Data provided: Begin
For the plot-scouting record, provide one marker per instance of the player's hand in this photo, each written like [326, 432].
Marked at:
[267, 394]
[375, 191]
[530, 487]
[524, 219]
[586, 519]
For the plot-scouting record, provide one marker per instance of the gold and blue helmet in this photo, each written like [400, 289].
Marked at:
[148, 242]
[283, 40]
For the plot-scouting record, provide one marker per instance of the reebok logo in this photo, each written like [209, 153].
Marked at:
Data provided: End
Data provided: Begin
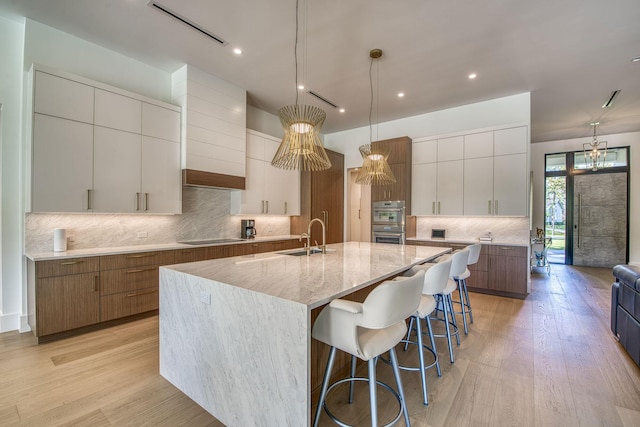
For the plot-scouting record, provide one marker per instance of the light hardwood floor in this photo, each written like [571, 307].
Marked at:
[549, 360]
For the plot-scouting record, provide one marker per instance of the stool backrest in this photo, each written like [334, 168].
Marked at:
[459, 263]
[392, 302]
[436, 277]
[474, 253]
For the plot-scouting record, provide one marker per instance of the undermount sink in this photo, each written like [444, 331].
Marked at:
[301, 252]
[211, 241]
Data provided: End
• Task to complete:
Lines of the data above that include the string "marker" must each be copied.

• Your response:
For the plot-scouting record, provide one marker per instance of the player's hand in this photo, each written like [326, 432].
For the plot-scouting record, provide one marker per instance of the gold and blue helmet in this photo, each written like [400, 289].
For the plot-scouting record, provide one marker per instance of the reebok logo in this photo, each written like [209, 153].
For the plot-scouting record, provide one marker per instance of the light hardwood floor in this photo, each written like [571, 307].
For the plot-scouting record, provide one marker per instance of the stool backrest in this photo, each written like [334, 168].
For the plot-scouting record, provide one marker per instance of the undermount sink in this photo, each written like [444, 331].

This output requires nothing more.